What is being asked
Reproduce each of the records below verbatim, line for line, preserving every character and the line order.

Extracted information
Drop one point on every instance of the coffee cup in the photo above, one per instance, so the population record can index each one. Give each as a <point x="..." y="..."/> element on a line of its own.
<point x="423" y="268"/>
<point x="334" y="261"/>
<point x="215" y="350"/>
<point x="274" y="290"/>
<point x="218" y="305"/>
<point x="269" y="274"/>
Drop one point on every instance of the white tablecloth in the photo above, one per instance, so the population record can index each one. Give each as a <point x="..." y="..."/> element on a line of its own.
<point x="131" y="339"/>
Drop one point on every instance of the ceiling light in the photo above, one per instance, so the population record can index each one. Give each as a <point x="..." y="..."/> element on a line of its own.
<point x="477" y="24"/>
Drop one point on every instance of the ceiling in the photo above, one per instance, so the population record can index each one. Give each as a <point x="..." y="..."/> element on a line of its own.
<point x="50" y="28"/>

Output below
Drop one point on every instance of the coffee cup in the photo above, one per instance, so the population record can index each one. Give each as a <point x="..." y="..."/> element on a line of its own.
<point x="423" y="268"/>
<point x="334" y="261"/>
<point x="215" y="350"/>
<point x="274" y="290"/>
<point x="218" y="305"/>
<point x="269" y="274"/>
Drop one point on every instance of the white tablecloth in the photo above, one per instance, so the population record can index each one. Give each as a <point x="..." y="..."/> element on a line of its own.
<point x="131" y="339"/>
Drop one point on every instance of the ceiling light in the photo above, one per instance, so the population record can index each one. Give each as a <point x="..." y="..."/> element on a line of its own.
<point x="477" y="24"/>
Drop one point on every instance of the ceiling in the photo above, one per instance, so the population record can index each one. Give each as a <point x="..." y="..."/> element on a line of its own.
<point x="50" y="28"/>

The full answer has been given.